Your task -> How many lines of the listing below contain the word "green"? Reply with the number alone.

Input records ->
+++++
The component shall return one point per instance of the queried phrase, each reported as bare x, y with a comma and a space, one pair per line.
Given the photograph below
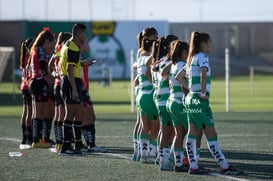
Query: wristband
202, 94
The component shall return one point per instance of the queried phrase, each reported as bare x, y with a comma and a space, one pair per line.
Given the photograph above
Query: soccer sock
37, 129
165, 154
60, 132
198, 153
46, 126
93, 132
24, 132
29, 135
56, 132
144, 145
68, 133
216, 152
78, 132
135, 142
86, 132
153, 148
191, 151
178, 156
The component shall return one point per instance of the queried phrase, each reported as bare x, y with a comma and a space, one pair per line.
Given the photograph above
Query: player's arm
203, 82
71, 78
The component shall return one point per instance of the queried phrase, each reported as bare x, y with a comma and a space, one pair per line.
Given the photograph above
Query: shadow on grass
11, 100
254, 165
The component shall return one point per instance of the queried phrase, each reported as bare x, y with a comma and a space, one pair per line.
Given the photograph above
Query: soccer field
246, 140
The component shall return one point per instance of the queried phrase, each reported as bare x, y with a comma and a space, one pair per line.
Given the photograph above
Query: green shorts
164, 116
178, 113
147, 106
198, 111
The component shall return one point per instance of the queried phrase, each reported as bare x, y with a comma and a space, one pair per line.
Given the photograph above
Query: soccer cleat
157, 161
24, 146
182, 168
97, 149
166, 166
135, 157
70, 152
82, 148
199, 171
230, 171
143, 159
41, 144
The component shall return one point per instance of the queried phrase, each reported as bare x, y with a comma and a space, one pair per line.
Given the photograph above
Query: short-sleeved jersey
145, 86
37, 55
176, 93
162, 92
194, 72
70, 55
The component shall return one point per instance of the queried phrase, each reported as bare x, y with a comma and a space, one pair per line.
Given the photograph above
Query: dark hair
25, 49
195, 44
149, 31
77, 28
44, 35
178, 48
155, 48
139, 39
62, 38
164, 45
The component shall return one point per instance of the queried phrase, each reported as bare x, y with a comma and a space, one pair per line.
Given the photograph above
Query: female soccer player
42, 47
148, 111
175, 104
59, 104
161, 95
197, 103
26, 122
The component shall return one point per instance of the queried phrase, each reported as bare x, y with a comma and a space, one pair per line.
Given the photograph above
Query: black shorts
39, 90
67, 90
26, 97
58, 100
86, 98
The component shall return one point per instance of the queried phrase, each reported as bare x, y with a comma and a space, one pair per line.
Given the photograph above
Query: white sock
216, 152
191, 151
135, 142
152, 150
165, 154
179, 156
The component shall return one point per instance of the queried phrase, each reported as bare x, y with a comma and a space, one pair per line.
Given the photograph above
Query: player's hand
75, 96
204, 96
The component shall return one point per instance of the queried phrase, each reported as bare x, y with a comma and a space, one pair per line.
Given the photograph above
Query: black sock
59, 132
68, 133
29, 135
37, 129
56, 131
78, 132
46, 129
24, 131
86, 132
93, 132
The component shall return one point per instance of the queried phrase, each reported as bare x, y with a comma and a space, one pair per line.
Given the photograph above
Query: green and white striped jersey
162, 91
194, 72
145, 86
176, 93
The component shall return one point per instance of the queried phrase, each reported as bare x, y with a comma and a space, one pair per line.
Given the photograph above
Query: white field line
227, 177
129, 158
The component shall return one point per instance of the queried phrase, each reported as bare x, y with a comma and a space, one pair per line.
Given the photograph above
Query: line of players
172, 90
48, 97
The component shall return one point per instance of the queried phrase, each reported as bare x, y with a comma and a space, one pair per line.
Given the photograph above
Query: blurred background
245, 27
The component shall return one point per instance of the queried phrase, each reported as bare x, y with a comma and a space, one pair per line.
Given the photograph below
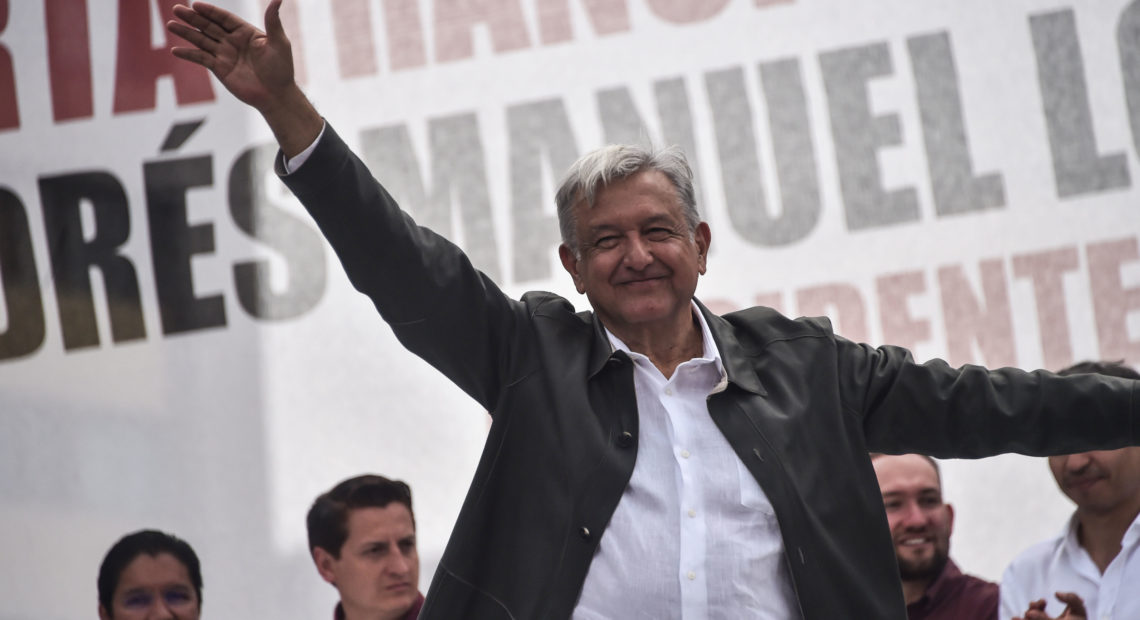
+++++
Solution below -> 2